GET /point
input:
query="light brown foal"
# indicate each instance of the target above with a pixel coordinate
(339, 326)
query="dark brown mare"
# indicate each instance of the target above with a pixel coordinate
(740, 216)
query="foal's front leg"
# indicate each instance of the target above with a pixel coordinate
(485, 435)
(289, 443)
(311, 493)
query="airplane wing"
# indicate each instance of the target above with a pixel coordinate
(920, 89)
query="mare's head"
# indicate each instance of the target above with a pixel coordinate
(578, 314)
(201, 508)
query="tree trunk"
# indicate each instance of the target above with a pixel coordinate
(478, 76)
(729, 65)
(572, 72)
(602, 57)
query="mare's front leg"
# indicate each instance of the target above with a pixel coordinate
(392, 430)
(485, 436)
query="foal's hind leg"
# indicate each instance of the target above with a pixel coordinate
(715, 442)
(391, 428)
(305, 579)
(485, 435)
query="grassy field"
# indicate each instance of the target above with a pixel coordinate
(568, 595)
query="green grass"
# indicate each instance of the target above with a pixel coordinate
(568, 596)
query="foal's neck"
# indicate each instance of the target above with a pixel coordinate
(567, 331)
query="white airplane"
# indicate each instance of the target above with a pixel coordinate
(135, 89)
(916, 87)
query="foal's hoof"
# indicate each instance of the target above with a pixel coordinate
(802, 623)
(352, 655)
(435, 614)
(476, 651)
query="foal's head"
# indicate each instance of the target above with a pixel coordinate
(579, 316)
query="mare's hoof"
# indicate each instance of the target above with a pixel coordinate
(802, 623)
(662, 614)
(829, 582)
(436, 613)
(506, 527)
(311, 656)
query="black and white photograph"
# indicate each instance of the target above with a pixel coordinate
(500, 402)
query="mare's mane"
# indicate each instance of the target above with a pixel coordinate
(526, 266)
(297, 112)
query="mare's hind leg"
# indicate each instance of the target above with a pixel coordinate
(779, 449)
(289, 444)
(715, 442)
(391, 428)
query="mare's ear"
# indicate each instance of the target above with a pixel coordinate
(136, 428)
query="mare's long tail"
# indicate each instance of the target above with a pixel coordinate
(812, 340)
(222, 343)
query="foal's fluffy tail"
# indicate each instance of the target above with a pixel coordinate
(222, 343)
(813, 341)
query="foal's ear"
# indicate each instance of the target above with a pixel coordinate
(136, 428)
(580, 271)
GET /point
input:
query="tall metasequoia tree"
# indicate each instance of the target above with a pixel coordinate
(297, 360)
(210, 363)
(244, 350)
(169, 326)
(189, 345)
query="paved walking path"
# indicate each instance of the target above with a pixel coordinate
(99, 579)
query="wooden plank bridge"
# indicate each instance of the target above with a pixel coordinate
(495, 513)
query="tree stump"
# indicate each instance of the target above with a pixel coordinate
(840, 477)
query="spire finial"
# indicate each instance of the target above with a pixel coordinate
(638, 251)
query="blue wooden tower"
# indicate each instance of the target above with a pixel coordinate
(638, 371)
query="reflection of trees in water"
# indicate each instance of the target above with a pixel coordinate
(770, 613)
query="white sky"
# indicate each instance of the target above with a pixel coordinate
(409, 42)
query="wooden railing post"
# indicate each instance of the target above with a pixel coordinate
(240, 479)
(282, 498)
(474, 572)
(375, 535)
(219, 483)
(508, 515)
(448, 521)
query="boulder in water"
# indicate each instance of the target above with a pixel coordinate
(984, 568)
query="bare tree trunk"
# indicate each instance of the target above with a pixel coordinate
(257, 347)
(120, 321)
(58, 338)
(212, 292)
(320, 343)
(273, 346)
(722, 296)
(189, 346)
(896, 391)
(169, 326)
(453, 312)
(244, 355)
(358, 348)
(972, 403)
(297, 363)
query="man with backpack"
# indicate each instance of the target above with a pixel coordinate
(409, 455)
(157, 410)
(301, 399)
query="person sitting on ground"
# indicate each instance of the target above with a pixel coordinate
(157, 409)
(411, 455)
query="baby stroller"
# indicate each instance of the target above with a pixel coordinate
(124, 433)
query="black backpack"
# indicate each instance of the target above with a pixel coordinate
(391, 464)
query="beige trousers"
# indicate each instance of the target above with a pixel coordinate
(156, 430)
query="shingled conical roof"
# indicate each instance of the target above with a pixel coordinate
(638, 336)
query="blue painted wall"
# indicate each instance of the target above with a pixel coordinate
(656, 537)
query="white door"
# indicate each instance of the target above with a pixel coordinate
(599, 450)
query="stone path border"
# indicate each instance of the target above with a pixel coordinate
------------------------------------------------------------------------
Would you please reproduce the entries above word for word?

GET /point
input:
query="light brown foal"
# indicate each instance of the target above with a pixel coordinate
(339, 326)
query="dark brown mare"
# indicate each instance of the target above with a pixel coordinate
(740, 216)
query="foal's front leg"
# indicate each instance of the target above with a pixel coordinate
(485, 435)
(289, 443)
(311, 493)
query="airplane wing"
# indicate each instance of the target above with a pixel coordinate
(920, 89)
query="mare's head"
# indicate each instance of the target above with a pixel coordinate
(578, 314)
(201, 508)
query="tree trunk"
# indicate each instance of the target above with a pixel coordinate
(478, 76)
(729, 65)
(572, 72)
(602, 57)
query="mare's front leg"
# indicate each instance of the target above with a pixel coordinate
(392, 430)
(485, 436)
query="foal's hind leg"
# indicate each instance of the target above with a pixel coordinate
(715, 442)
(391, 428)
(305, 579)
(485, 435)
query="grassy field"
# indicate each instance of the target above with a pixel coordinate
(568, 595)
query="green grass"
# indicate each instance of the target above with a pixel coordinate
(568, 596)
query="foal's neck"
# indicate each instance of the target above with a pixel coordinate
(567, 331)
query="white airplane"
# indicate each instance of the target above with a pixel coordinate
(135, 89)
(916, 87)
query="foal's hoof"
# indicate each instance of the target above with a pixel coordinate
(802, 623)
(352, 655)
(435, 614)
(476, 651)
query="foal's head"
# indicate each instance of the target above with a pixel coordinate
(579, 316)
query="mare's hoof"
# indicate each instance of the target above with a pixel coordinate
(802, 623)
(662, 614)
(829, 582)
(436, 613)
(506, 527)
(311, 656)
query="black and white photograph"
# indicate each instance of the target above with a pixel coordinate
(500, 402)
query="mare's mane"
# indicate each instance of the target above with a pixel coordinate
(526, 266)
(297, 112)
query="mare's hind leg"
# indicate each instance of the target above with a pixel coordinate
(779, 449)
(289, 444)
(715, 442)
(391, 428)
query="mare's ear"
# indicate each instance of the target above with a pixel coordinate
(136, 428)
query="mare's long tail"
# indicate each instance of the target above with a pixel coordinate
(812, 340)
(222, 343)
query="foal's fluffy tail"
# indicate each instance of the target above with a pixel coordinate
(222, 343)
(813, 341)
query="foal's ear"
# indicate each instance of the target above with a pixel coordinate
(136, 428)
(580, 271)
GET /point
input:
query="tall metasequoia tree"
# indicate each instance of the target above with a pixel coordinate
(297, 360)
(210, 363)
(244, 350)
(169, 326)
(189, 345)
query="paved walking path"
# indicate each instance of the target above with a pixel coordinate
(99, 579)
query="wooden plank bridge"
# indicate each instance of the target above with a pixel coordinate
(495, 513)
query="tree stump"
# indicate each instance of the target above with a pixel coordinate
(840, 477)
query="spire finial"
# indicate each instance of the target above with a pixel coordinate
(638, 251)
query="blue wooden tower"
# indicate each instance of the target above with a pixel coordinate
(638, 371)
query="reflection of trees in water"
# indicate each instance of the target above with a pixel coordinate
(770, 613)
query="white sky"
# indicate each instance of the target above with a pixel coordinate
(409, 42)
query="wooden railing post"
# indicate each instance of the target above with a pixel coordinate
(240, 479)
(282, 498)
(474, 572)
(375, 535)
(219, 483)
(508, 515)
(448, 521)
query="boulder in water"
# indicate each instance of the target above with a pixel coordinate
(984, 568)
query="bare tree trunk"
# indicate each instance of the target above with a pixel coordinate
(257, 347)
(120, 321)
(58, 338)
(212, 292)
(320, 343)
(273, 346)
(722, 296)
(189, 346)
(896, 391)
(169, 326)
(453, 312)
(244, 355)
(358, 348)
(972, 403)
(297, 363)
query="man with backpack"
# indicate each instance of the target above with a pixel coordinate
(409, 455)
(157, 410)
(301, 399)
query="person sitting on ground"
# indicate each instance of the target above with a pixel coordinate
(157, 409)
(411, 455)
query="baby stroller"
# indicate each instance of the target above with a pixel coordinate
(124, 433)
query="black backpack"
# indicate each instance of the target above with a pixel coordinate
(391, 464)
query="beige trousers"
# indicate each instance of the target above with a pixel coordinate
(156, 430)
query="shingled conical roof"
# indicate each instance of the target above with a pixel coordinate
(638, 336)
query="blue painted wall"
# indicate each instance of the target above with a pixel coordinate
(656, 537)
query="white door"
# indicate each instance of the target above with a pixel coordinate
(599, 450)
query="stone path border"
# indicate each instance of the target above with a pixel coordinate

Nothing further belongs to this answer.